>>>
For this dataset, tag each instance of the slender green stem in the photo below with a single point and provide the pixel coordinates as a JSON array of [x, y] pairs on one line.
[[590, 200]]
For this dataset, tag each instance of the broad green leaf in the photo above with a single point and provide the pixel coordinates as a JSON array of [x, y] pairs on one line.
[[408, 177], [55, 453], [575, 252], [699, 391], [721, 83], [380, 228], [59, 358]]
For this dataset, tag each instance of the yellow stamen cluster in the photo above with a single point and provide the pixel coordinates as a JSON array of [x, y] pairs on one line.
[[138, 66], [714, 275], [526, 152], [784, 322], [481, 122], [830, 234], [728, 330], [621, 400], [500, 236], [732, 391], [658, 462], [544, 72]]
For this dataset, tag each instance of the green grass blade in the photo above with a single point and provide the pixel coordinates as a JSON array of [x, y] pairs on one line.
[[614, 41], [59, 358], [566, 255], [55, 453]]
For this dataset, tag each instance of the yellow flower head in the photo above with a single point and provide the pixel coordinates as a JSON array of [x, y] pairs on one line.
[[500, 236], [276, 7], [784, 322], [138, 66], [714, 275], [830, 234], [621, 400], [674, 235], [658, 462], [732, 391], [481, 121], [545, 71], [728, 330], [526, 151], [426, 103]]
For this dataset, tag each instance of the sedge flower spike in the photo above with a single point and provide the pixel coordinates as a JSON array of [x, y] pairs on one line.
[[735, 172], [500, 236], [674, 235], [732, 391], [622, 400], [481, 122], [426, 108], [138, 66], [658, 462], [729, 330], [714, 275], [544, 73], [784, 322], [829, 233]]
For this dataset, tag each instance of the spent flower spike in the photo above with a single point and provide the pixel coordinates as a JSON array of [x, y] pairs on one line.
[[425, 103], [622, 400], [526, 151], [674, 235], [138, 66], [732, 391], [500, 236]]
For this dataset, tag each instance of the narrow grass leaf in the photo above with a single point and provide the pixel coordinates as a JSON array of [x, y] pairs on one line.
<<<
What needs to be done:
Output the data above in full and exactly.

Answer space:
For this dataset, tag each instance of the slender green stem in the photo below with a single point and provide the pixel coordinates as a JSON array of [x, y] pairs on one line.
[[590, 200]]
For this dataset, tag each instance of the broad green leaf in the photo above with a single point and provide the pixel coordinates as a JSON array of [x, y] pairs on one line.
[[408, 177], [55, 453], [575, 252], [699, 391], [721, 83], [380, 228], [59, 358]]
For this dataset, tag each instance of the yellow stamen cluster in the photo above with a single point and provide the pixel coordinates as a JSON array of [x, y] pairs on one line.
[[138, 66], [714, 275], [526, 152], [784, 322], [481, 122], [830, 234], [728, 330], [621, 400], [500, 236], [732, 391], [658, 462], [544, 72]]
For this dataset, tag each instance of the green grass blade in the photo above with a single point and provide the pixel coordinates as a JSON array of [x, y] pairs on one line.
[[614, 41], [59, 358], [566, 255], [55, 453]]
For this dataset, tag each instance of the yellow flower head in the photo above with a single point and provide the pixel coordinates as a JSON array of [x, y] pairs on one line.
[[500, 236], [276, 7], [784, 322], [138, 66], [714, 275], [830, 234], [621, 400], [674, 235], [658, 462], [732, 391], [481, 121], [545, 71], [728, 330], [526, 151], [426, 103]]
For this dataset, tag each instance of the sedge flower spike in the photo above with a single point and provide the pixel coordinates as a JSON array of [x, y] pairs on one line.
[[735, 172], [500, 236], [674, 235], [732, 391], [622, 400], [481, 122], [426, 108], [138, 66], [658, 462], [729, 330], [714, 275], [544, 73], [784, 322], [829, 233]]
For this dataset, tag each instance of the spent flower spike in the photo above with a single point and provide the pixel coordinates as a JSON array of [x, y] pairs on one line.
[[425, 103], [622, 400], [526, 151], [674, 235], [138, 66], [732, 391], [500, 236]]
For this dataset, tag each instance of the narrow grass leaf in the photo above with a single point and provide the pixel coordinates as a JSON array of [x, y] pairs on one line.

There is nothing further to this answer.